==== Supplied material

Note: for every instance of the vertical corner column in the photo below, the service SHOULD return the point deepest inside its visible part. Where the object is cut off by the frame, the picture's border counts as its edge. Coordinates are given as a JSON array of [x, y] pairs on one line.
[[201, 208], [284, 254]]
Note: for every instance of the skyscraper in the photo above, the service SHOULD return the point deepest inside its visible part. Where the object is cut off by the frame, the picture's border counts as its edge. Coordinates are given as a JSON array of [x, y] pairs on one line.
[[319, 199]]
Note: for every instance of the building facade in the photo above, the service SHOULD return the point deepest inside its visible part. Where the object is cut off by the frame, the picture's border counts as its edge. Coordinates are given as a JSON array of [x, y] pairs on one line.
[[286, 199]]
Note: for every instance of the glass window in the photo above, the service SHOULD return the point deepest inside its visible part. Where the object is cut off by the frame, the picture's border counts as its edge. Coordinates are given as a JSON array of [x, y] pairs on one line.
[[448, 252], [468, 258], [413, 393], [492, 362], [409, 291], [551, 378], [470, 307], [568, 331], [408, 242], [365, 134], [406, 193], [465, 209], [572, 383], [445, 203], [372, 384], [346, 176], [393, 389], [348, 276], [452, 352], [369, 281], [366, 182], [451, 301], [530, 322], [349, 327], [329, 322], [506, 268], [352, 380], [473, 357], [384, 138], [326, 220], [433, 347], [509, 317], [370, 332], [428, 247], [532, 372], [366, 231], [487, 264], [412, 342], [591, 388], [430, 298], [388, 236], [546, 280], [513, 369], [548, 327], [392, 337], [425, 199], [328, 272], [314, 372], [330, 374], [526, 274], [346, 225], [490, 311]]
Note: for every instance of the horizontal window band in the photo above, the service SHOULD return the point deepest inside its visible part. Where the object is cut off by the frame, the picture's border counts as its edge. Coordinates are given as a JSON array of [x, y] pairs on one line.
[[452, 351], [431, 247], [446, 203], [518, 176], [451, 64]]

========
==== Supplied material

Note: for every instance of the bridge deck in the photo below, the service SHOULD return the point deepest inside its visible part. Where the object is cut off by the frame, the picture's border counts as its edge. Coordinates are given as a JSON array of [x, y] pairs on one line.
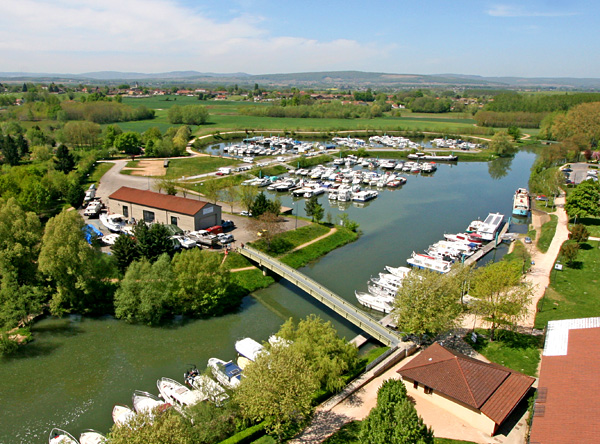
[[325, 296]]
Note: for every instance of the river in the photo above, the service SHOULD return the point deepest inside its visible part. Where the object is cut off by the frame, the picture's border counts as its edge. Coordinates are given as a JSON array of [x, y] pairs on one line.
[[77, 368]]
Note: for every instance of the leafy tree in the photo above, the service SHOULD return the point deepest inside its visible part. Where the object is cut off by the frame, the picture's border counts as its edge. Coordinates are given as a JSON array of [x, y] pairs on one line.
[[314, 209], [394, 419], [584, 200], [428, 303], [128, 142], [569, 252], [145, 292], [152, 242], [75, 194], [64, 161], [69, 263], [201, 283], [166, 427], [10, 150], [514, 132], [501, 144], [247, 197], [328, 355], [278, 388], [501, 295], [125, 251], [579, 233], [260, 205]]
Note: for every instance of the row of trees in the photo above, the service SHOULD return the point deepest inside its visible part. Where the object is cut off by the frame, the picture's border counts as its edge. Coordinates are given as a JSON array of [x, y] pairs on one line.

========

- [Instructions to follow]: From the data above, return every line from the line that has "Note: for every instance of the leafy" up to and including the line that has "Note: for every instance of the row", exactly.

- [Task output]:
Note: for every instance of the leafy tree in the photo above, the service SHOULD return the point deepest inside its visible part. Where the object is cut off by the frame, the picture's border counts as its edge. Coordinates are given as a JSON array of [x, y] pairs on one line.
[[314, 209], [394, 419], [584, 200], [428, 303], [128, 142], [569, 252], [145, 292], [152, 242], [75, 194], [64, 161], [69, 263], [201, 283], [166, 427], [10, 150], [514, 132], [501, 144], [247, 197], [328, 355], [278, 388], [501, 295], [125, 251], [579, 233], [260, 205]]
Note: for every instance of the row of trees in the photo above, the service SHOULD return the point deepest inside its visible part. Where the object is cut off by the frame, the picture's border counts as its edge. Coordinates are given as a JSON array of [x, y] pairs on one line.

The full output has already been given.